■ **TASK**
Please return, character for character, the part of the entries below that opens with the line containing "Teacher note: indicate the yellow" and closes with the line containing "point(190, 19)". Include both of those lines and nothing outside them.

........

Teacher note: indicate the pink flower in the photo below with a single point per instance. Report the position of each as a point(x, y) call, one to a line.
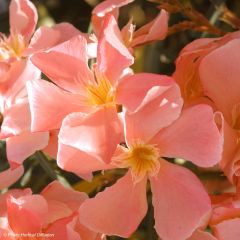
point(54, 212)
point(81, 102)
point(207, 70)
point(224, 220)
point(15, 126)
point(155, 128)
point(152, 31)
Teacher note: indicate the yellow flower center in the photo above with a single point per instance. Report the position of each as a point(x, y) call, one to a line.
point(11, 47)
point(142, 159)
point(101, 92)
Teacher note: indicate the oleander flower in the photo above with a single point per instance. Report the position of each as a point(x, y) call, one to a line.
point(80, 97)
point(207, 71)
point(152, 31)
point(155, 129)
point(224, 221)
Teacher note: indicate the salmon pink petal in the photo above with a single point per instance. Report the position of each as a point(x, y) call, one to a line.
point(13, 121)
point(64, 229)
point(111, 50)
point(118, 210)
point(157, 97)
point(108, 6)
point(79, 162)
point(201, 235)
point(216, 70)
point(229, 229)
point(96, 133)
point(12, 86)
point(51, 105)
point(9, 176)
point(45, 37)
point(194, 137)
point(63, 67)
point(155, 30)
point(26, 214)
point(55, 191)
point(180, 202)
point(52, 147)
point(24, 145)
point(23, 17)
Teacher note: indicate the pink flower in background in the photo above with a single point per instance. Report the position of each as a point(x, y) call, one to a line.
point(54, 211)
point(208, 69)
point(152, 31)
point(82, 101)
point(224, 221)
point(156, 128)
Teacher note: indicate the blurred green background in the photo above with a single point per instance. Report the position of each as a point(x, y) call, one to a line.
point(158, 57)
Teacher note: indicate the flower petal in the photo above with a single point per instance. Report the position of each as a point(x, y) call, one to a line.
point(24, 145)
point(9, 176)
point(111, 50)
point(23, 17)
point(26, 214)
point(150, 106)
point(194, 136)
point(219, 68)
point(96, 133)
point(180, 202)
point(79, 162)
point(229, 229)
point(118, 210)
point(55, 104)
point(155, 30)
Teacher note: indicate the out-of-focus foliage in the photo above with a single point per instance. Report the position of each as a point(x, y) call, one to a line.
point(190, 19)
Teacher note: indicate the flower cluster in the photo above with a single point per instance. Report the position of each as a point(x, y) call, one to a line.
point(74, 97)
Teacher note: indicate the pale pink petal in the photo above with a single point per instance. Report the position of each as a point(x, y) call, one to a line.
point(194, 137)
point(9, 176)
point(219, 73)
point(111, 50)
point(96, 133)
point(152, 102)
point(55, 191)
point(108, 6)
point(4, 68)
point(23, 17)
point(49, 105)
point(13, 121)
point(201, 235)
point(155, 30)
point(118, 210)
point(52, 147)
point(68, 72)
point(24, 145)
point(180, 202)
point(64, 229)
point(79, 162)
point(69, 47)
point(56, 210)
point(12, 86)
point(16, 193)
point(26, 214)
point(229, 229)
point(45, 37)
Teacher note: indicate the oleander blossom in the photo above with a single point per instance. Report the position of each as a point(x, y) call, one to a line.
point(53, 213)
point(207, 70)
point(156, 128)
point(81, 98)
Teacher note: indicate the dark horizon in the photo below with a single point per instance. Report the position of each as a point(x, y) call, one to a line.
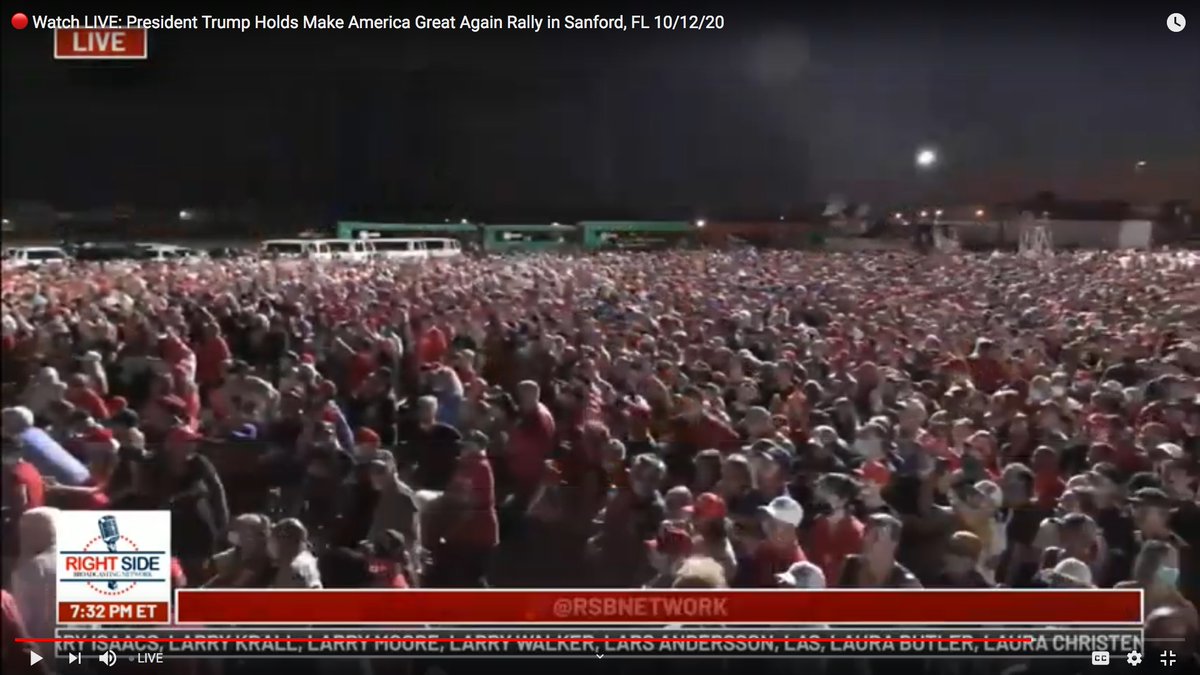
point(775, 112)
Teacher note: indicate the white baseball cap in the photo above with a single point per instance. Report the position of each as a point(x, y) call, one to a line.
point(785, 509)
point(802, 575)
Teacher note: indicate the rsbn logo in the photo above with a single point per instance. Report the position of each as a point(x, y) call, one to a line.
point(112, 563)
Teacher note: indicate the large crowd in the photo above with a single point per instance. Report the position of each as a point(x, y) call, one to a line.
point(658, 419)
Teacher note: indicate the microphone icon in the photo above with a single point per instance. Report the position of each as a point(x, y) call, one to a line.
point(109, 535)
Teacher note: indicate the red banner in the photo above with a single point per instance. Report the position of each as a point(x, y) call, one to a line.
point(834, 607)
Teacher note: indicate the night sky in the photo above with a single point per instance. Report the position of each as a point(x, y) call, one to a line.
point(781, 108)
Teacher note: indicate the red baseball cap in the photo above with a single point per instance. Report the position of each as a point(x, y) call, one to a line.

........

■ **COMPLETED TASK**
Teacher note: indicate the yellow flower center in the photo above with a single point per instance. Report the position of each as a point(x, y) call, one to a line.
point(11, 47)
point(142, 159)
point(101, 92)
Teacher note: indicate the oleander flower in the photo above with a single point per instance. Report the position of each as a point(x, y) call, one to a line.
point(80, 97)
point(207, 71)
point(152, 31)
point(155, 129)
point(224, 221)
Teacher note: indicate the salmon pink petal in the photo above with a single point per instance. Report the position of each as a point(x, y) call, one to a line.
point(13, 121)
point(64, 229)
point(111, 50)
point(118, 210)
point(157, 97)
point(108, 6)
point(79, 162)
point(201, 235)
point(216, 70)
point(229, 229)
point(96, 133)
point(12, 86)
point(51, 105)
point(9, 176)
point(45, 37)
point(194, 137)
point(63, 67)
point(155, 30)
point(26, 214)
point(55, 191)
point(180, 202)
point(52, 147)
point(24, 145)
point(23, 17)
Teacher note: indicate the pink flower in background in the photo above with a single point per instance. Report the position of each as a point(x, y) call, one to a line.
point(54, 211)
point(208, 69)
point(152, 31)
point(82, 101)
point(224, 221)
point(156, 128)
Teacher note: indicate the blurred green background in the photo above with a single point per instance. Report the position of each as a point(x, y) call, one to a line.
point(158, 57)
Teacher note: indicate the flower petal in the photo above with a single point per instance. Report the position of each as a point(x, y) call, one to a line.
point(24, 145)
point(9, 176)
point(111, 50)
point(23, 17)
point(26, 214)
point(150, 106)
point(194, 136)
point(219, 68)
point(96, 133)
point(180, 202)
point(79, 162)
point(229, 229)
point(118, 210)
point(55, 104)
point(155, 30)
Teacher note: indicate the out-of-focus foliage in the photo above with a single point per instance. Report the position of each as a point(x, y) call, one to a line.
point(190, 19)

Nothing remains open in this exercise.